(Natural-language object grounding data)
▬▬▬▬▬▬

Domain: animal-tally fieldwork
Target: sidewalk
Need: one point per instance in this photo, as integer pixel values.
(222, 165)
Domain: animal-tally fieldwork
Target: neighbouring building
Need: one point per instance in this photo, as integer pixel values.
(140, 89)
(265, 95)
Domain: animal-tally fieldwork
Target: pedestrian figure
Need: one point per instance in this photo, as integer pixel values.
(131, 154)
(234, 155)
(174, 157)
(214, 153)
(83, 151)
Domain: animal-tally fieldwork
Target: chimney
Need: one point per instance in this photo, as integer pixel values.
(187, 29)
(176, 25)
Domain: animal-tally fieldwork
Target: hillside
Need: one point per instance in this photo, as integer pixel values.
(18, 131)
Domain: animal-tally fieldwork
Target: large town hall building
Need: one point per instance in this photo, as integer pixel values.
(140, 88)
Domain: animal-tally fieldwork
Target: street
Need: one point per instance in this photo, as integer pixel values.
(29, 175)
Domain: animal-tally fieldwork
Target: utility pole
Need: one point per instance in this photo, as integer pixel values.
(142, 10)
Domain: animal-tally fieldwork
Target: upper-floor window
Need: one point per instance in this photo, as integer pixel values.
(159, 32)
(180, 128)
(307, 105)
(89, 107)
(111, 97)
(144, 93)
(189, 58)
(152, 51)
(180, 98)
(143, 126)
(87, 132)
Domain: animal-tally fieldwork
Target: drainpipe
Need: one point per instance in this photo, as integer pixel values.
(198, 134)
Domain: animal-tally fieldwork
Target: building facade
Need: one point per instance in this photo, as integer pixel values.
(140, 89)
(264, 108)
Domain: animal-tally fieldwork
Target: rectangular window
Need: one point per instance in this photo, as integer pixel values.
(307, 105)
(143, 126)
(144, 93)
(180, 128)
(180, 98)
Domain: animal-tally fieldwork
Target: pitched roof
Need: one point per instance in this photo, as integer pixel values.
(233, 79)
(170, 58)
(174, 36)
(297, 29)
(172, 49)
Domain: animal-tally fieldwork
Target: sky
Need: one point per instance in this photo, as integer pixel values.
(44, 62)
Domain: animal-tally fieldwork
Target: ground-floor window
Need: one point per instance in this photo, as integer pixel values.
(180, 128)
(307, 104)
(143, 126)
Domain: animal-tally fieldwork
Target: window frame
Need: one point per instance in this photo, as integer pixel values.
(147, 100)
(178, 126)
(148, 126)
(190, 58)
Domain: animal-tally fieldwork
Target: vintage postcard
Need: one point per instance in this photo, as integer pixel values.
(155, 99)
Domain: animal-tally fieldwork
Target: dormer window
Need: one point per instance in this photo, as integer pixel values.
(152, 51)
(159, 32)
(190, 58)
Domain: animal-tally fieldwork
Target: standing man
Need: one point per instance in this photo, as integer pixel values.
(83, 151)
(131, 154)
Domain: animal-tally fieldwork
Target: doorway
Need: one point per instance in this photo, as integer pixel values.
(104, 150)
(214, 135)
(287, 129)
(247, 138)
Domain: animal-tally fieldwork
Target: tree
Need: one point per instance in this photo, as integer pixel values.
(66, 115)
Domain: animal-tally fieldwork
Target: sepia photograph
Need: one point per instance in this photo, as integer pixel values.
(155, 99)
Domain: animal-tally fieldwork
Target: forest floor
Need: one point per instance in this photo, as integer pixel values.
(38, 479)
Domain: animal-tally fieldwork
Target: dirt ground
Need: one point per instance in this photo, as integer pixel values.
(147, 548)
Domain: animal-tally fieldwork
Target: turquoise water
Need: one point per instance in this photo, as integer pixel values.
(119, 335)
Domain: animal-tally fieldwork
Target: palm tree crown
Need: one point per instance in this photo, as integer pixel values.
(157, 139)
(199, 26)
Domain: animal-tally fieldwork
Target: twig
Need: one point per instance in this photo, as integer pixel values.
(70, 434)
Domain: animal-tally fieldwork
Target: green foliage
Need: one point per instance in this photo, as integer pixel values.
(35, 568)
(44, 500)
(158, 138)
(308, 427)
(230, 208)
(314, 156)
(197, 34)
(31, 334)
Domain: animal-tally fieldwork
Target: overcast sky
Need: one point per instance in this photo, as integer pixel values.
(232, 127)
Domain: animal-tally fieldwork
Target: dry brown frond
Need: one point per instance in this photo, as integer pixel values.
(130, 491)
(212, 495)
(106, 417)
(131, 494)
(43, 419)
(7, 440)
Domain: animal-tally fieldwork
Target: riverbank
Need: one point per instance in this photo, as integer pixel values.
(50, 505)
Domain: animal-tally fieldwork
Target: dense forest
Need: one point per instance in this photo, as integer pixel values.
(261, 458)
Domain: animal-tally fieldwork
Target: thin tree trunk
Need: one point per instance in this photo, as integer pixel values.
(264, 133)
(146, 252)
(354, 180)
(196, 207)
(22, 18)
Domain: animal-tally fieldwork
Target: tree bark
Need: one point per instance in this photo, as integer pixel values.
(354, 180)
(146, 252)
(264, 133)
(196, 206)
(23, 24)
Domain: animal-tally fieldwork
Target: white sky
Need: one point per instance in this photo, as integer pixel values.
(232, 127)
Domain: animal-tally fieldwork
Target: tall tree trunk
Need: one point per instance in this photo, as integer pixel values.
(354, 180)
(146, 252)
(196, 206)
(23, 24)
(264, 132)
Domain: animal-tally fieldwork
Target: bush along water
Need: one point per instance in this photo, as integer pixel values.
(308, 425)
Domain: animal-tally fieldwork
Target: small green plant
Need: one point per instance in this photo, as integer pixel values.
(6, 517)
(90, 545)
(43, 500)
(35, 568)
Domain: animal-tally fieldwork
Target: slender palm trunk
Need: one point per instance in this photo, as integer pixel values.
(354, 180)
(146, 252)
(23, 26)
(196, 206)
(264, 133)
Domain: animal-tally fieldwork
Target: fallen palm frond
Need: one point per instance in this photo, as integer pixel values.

▬▬▬▬▬▬

■ Directions
Filter the entries down to the lines with the word "palm" in them, and copy those lines.

■ Answer to this task
Target: palm tree crown
Target: slender palm trunk
Target: fallen palm frond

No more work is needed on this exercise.